### PROVIDED PASSAGE
════
# 20 plus years married and sex is almost dead



## longtermdude (Jan 23, 2013)

We have been married since HS and are now is our 40's. We have had 4 kids that all but one have moved out and started families. We have separated once for a few months about 4 years ago and today we are good except for one area - I call it sex she calls it love making. Now while I know there is a difference, I have little to no desire to "make love" and she almost never initiates sex. We are now lucky to have sex once or maybe twice in two weeks when 6 years ago it was 4-5 times a week. We are best friends, we have worked together for the past 3 years in a home office and we travel on weekends. So basically we are together 24/7. We almost never argue and have not had a fight in years. We are comfortable with each other, have similar goals. get along great but the sex life has almost died. 

A little sex history - 

Both were each others first sex partner in HS.
Wife was sexually abused as a child and until she got counseling she was very vanilla and reserved. 
About 10 years ago she had a hyst due to adhesion's which also took her labido into the abyss - non existant.
I wondered off into an emotional affair while traveling extensively for business, confessed and we moved forward slowly. 
Sex life was still on the rocks and not as frequent for quite a while. 
We separated for a bit, still had sex lol but figured out we were not interested in others or not being in the same home. 

We have done nearly everything you can imagine as a couple sexually. Toys, oils, outside, sharing photos, swinging, strip clubs, etc. 

Now.... Today... Boring and weeks can pass with no sexual activities or intimacy that would include being naked lol. I am not sure how to proceed, it is to the point that when we do have sex I cannot feel my orgasm and this has gone on about 2 years. She wants to make love but never approaches this on her own and expects me to give passion after going a week or two with nothing. I lost my drive, she is not in the mood as often and this is frustrating for us both I'm sure. We did counseling during the separation and that helped heal us as a couple but never helped the sexual desire. 

Sorry I summarized but I did not want to type a book here. 

Any thoughts or ideas? She is a best friend but the sexual desire or as she wants love making is just not there.


----------



## Maneo (Dec 4, 2012)

what do you want? A more intimate and satisfying relationship with her which sounds like what you say she refers to as love making? Or is the need for a sexual outlet? If the latter, based on what you've written there is probably not much headway to be made and you may resort to self gratification for the needed sexual release. If the former, then that will require more time and commitment from both of you and in ways that are not overtly sexual. 

Time together, not on work related or surface things like "what time do we get to the hotel on this leg of the trip" but more intimate sharing - talking at deeper levels and being in close physical contact, sharing, being a loving couple. 

Or maybe there is satisfaction for both of you living and working together like two good friends or siblings and that is enough. I suspect since you posted here it is not enough.

What do you want? What does she want?


----------



## Tall Average Guy (Jul 26, 2011)

A couple of thoughts:

1) What have you done to help her heal from your affair?
════
### WRITTEN TASKS
- A) Reproduce the marriage forum thread from "# 20 plus years" up to and including "has almost died.".
- B) Pick up the forum thread about a fading sex life in a long marriage, starting right after its last sentence.

### RAW DATA
════
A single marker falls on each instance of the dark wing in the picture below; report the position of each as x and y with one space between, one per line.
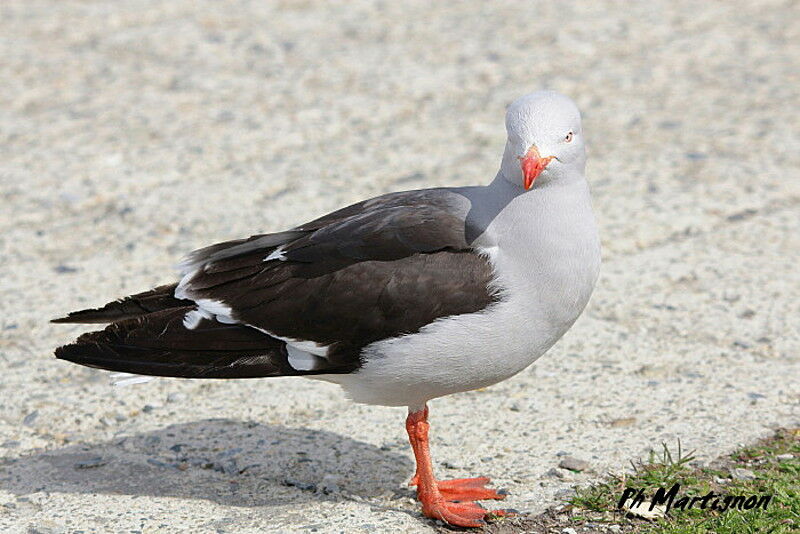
156 299
158 344
376 269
════
### ANSWERS TO THE PROBLEMS
- A)
# 20 plus years married and sex is almost dead



## longtermdude (Jan 23, 2013)

We have been married since HS and are now is our 40's. We have had 4 kids that all but one have moved out and started families. We have separated once for a few months about 4 years ago and today we are good except for one area - I call it sex she calls it love making. Now while I know there is a difference, I have little to no desire to "make love" and she almost never initiates sex. We are now lucky to have sex once or maybe twice in two weeks when 6 years ago it was 4-5 times a week. We are best friends, we have worked together for the past 3 years in a home office and we travel on weekends. So basically we are together 24/7. We almost never argue and have not had a fight in years. We are comfortable with each other, have similar goals. get along great but the sex life has almost died.

- B)
2) Is she seeing a doctor regarding the effects from the hystorectomy?

3) Why are you unwilling to make love to her? Consider your unwillingness to compromise is leading her to withdraw.

4) How about a little time away from each other? Perhaps a hobby so you are not spending so much time together.


----------



## Nomorebeans (Mar 31, 2015)

Tall Average Guy said:


> A couple of thoughts:
> 
> 
> 3) Why are you unwilling to make love to her? Consider your unwillingness to compromise is leading her to withdraw.


Bingo.


----------



## WorkingOnMe (Mar 17, 2012)

So you separated, and when you got back together you didn't make your sex life a condition of ending the separation? Why did you get back together if it was for more of the same thing that drove you apart? Convenience? Familiarity? Finances?


----------



## staarz21 (Feb 6, 2013)

longtermdude said:


> I call it sex she calls it love making. Now while I know there is a difference, I have little to no desire to "make love"
> 
> About 10 years ago she had a hyst due to adhesion's which also took her labido into the abyss - non existant.
> 
> ...




Well, there are a few things here:

#1 You both view your sex life differently. She wants to make love, you want to "have sex". For clarification, does she require some extra work in order to get into the mood? Kissing, holding hands, flirting, dates, etc? If so, that's more than normal for women (and some men!)

If you are not willing to at least compromise with her half of the time with love making, you're not trying hard enough to help the sex life. You're just trying to get what you want, which isn't what she wants. If you're only trying to do it your way, she will shut down and feel used. I'm not saying this happened, but from what you posted, it's all I have to go off of.


#2 She had a hysterectomy. That's death for a libido - which is NOT her fault. Has she gone to the Dr to talk about her options?

#3 After her having the hysterectomy, you went off and had an EA. That's bad juju for wanting your sex life amped up. If you want your wife to want you, you shouldn't be chasing after other women. Your W might have been struggling with the loss of her libido. She may not have been able to deal with it. Did you talk with her during that time? 

#4 You said you've done everything (except trying to compromise on the love making), and now you're sex life is BORING. Well, if you feel that way about sex - don't you think she picks up on that? If she feels like she can't satisfy you, she will shut down. She's probably thinking, "what's the point in having sex if you're not going to like it anyway?"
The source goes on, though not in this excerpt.